(Source data)
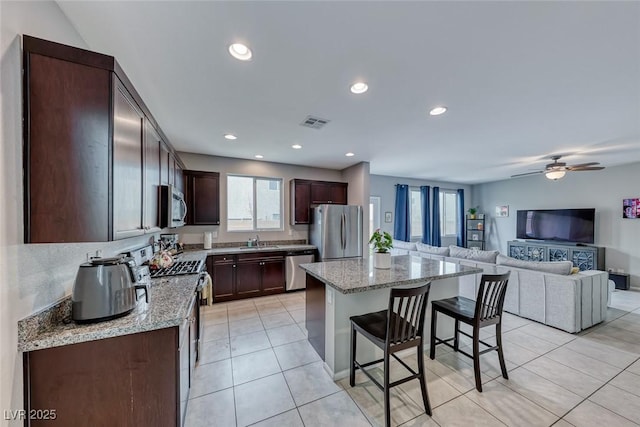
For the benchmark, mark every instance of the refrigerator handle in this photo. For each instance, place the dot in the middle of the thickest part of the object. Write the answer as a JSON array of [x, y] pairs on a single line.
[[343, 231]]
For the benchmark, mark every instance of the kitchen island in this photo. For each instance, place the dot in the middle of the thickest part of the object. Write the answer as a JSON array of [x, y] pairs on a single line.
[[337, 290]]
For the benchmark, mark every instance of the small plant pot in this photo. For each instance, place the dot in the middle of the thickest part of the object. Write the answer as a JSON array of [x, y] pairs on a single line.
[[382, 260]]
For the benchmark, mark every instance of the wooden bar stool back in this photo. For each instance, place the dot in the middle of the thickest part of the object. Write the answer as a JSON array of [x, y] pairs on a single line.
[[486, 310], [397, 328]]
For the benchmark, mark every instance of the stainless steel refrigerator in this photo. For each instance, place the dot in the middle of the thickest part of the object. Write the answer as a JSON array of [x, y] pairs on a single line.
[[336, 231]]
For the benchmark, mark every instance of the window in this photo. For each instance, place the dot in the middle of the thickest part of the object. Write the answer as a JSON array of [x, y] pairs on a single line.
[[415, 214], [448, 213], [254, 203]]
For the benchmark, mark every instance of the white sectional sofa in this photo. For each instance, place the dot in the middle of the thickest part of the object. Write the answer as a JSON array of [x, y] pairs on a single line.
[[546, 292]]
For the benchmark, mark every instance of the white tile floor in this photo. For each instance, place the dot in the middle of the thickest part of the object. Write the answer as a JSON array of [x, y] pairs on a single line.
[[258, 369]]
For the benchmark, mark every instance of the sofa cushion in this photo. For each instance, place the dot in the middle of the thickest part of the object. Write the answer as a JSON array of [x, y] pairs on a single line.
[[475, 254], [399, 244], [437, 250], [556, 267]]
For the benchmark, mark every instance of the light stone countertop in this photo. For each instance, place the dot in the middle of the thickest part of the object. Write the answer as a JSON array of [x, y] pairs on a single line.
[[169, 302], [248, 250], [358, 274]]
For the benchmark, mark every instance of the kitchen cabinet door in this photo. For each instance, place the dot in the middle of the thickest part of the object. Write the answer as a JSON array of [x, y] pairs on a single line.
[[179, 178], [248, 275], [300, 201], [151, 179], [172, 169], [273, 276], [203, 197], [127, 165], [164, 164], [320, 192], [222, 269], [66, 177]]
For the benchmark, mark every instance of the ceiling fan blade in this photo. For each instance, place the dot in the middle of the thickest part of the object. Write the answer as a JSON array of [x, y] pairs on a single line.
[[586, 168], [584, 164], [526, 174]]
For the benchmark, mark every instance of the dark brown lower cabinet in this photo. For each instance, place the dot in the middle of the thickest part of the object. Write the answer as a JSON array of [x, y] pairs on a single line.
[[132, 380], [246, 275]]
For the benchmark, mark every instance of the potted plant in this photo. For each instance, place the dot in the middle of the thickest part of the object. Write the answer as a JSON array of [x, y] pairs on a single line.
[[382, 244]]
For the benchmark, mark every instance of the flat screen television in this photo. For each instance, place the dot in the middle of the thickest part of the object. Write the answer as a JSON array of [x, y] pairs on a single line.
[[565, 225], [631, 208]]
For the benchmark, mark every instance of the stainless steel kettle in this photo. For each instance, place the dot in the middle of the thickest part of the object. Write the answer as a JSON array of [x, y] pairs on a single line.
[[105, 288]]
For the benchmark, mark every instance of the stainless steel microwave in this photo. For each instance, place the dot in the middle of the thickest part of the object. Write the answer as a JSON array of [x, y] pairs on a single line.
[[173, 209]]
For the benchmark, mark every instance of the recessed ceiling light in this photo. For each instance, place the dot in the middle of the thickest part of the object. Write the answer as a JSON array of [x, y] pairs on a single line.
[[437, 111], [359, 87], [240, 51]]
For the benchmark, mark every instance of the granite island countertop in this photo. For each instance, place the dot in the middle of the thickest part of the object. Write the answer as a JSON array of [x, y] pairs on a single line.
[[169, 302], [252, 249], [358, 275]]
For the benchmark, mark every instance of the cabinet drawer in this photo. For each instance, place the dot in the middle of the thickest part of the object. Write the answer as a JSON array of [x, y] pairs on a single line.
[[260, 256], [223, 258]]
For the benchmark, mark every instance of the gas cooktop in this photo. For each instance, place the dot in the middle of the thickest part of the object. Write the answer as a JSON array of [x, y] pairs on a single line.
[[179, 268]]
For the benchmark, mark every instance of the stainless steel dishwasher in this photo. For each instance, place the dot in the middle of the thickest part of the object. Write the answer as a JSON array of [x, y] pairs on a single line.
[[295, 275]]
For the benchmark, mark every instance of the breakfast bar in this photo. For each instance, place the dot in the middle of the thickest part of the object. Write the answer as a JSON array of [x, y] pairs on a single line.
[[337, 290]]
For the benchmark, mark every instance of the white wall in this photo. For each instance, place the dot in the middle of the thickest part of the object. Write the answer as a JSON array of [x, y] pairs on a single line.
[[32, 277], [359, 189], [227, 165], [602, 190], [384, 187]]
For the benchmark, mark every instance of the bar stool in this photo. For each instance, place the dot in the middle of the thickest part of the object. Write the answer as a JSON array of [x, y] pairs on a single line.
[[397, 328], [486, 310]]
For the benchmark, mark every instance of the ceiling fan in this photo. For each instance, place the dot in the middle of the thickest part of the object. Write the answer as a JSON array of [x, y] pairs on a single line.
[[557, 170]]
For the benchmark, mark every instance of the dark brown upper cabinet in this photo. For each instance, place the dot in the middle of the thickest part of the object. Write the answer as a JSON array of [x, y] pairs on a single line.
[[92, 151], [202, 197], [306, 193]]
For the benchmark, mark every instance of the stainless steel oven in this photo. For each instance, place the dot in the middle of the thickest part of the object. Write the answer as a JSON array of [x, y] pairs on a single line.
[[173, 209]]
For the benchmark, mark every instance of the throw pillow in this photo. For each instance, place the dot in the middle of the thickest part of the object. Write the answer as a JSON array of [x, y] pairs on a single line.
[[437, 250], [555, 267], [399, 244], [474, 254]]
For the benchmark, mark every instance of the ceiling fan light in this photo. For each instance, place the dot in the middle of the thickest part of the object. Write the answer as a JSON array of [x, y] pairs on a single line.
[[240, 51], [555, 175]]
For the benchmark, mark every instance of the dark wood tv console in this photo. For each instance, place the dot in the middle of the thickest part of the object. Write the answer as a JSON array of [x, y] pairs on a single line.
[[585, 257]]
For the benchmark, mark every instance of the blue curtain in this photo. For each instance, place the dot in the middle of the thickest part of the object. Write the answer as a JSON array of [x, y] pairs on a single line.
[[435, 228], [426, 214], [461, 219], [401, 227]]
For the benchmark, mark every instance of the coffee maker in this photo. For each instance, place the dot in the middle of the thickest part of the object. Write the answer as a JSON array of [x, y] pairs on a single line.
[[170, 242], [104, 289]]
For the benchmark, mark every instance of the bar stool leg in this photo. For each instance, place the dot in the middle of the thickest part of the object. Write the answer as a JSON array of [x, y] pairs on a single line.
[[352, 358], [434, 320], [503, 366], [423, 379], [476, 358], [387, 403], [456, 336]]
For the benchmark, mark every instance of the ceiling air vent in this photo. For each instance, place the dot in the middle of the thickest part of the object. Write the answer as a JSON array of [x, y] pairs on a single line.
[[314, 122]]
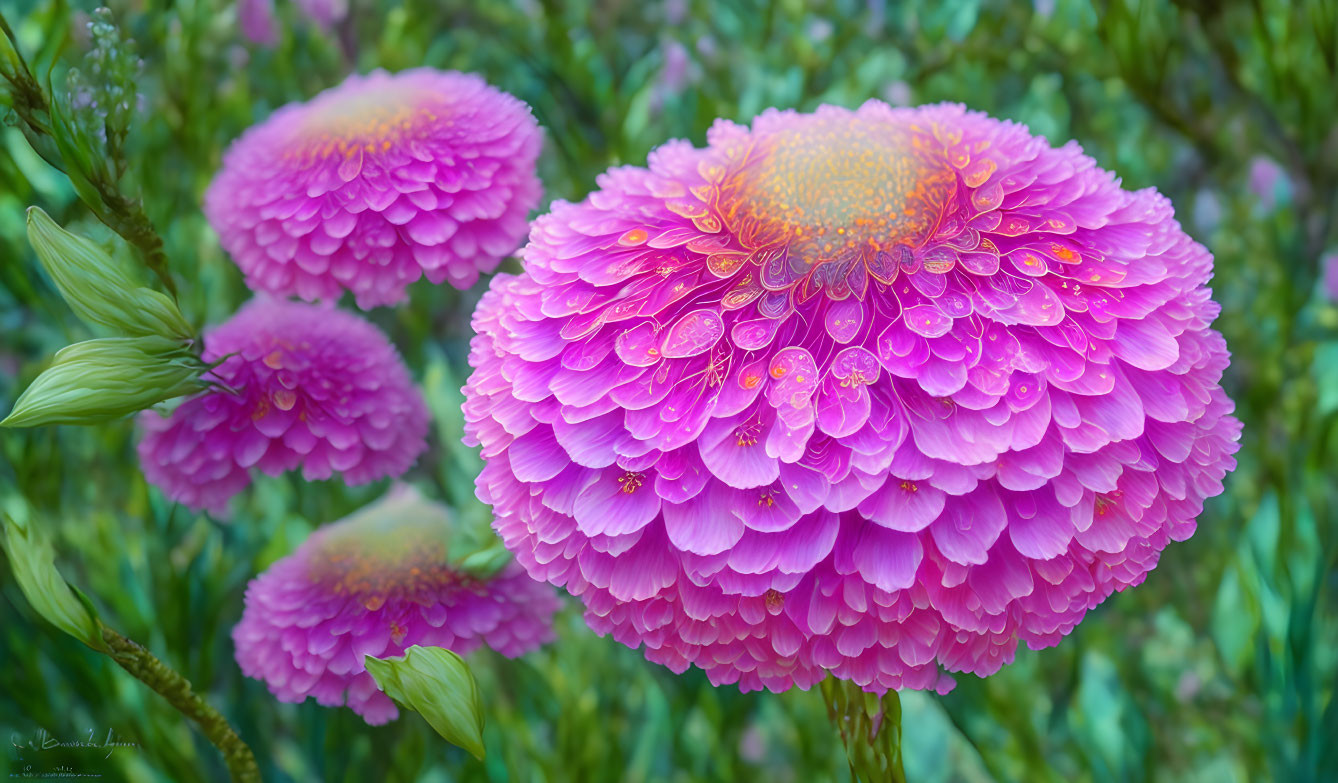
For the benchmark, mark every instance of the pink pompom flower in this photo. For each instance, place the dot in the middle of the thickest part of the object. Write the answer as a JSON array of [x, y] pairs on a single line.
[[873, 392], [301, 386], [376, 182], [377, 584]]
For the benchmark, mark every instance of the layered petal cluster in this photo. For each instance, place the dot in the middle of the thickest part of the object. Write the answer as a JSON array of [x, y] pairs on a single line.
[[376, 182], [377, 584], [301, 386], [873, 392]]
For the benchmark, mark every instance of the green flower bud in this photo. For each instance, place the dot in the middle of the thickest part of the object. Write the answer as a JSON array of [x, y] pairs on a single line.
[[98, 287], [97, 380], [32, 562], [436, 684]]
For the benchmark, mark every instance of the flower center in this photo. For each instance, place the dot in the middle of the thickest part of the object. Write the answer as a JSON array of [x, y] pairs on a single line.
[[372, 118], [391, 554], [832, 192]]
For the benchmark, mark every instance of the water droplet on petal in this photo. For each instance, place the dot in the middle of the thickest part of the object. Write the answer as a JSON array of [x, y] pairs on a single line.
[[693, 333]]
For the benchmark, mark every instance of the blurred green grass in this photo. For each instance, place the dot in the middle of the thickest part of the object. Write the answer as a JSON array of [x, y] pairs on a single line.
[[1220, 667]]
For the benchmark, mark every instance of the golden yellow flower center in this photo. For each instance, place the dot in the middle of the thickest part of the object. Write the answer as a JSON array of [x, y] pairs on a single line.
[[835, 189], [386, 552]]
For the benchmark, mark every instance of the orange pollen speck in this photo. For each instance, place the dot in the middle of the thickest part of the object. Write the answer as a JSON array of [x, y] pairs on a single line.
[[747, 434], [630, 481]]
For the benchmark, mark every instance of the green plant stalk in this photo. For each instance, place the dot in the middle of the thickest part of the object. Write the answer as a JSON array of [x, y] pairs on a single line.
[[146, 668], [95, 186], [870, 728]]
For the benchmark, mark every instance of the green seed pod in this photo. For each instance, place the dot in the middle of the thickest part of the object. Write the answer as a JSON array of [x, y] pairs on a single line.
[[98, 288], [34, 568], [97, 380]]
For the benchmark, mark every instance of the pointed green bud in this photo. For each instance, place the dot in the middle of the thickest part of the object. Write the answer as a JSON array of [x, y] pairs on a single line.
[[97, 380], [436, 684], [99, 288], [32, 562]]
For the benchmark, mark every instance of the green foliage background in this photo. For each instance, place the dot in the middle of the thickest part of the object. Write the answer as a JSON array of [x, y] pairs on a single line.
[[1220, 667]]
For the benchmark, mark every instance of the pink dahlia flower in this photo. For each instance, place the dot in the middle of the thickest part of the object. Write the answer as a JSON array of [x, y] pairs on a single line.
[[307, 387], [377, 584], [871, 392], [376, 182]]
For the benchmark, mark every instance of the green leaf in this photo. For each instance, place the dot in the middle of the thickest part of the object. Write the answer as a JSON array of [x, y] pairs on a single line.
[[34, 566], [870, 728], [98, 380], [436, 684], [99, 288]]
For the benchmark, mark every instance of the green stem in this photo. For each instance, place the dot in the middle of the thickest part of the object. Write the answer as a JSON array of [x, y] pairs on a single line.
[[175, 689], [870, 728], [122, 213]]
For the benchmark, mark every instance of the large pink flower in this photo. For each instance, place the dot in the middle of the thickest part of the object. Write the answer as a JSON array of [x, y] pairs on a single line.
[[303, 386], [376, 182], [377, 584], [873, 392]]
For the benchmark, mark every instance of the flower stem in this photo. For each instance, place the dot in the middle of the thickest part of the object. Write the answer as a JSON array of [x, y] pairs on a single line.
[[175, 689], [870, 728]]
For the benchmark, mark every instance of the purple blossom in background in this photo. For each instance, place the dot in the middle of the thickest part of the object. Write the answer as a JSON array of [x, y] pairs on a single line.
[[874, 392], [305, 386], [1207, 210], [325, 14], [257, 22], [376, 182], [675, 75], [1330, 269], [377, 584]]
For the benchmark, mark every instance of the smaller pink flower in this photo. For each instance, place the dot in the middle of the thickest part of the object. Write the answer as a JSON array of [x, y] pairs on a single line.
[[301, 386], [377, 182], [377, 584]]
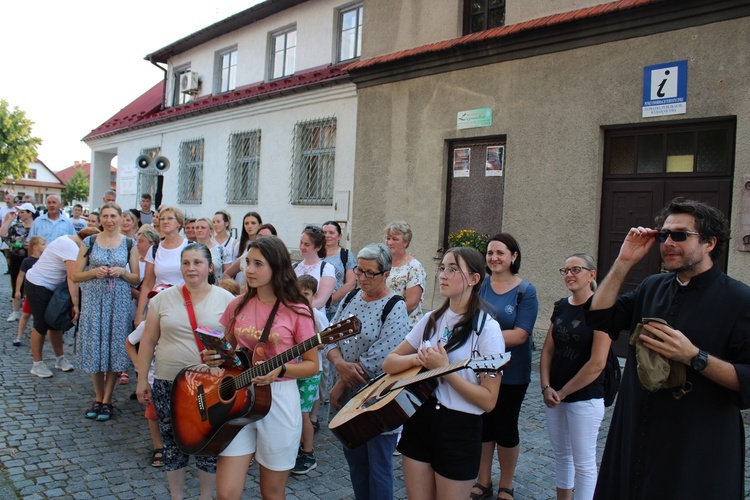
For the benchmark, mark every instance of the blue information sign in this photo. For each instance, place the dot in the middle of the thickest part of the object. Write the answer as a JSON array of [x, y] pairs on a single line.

**Directions:** Quote exactly, and only, the lines from the line containing "For the benchmark, mark every instance of the smaller" through the final line of the records above, both included, omitting any pictures.

**Output for this exercise:**
For the benchmark, mark every instance of the smaller pink flower in this photo. For each instance, place the dot in the middle of the thickest part of the object. Write the answer as a JSON array of [x, y] pairs on a single line.
[[301, 386], [377, 182], [377, 584]]
For the benchmark, mark every instance of the blue information sign in this photo. For each instance, place the dot in the middle of the thickest part of the object. Write the answer as a JSON array of [x, y] pairs on a single line.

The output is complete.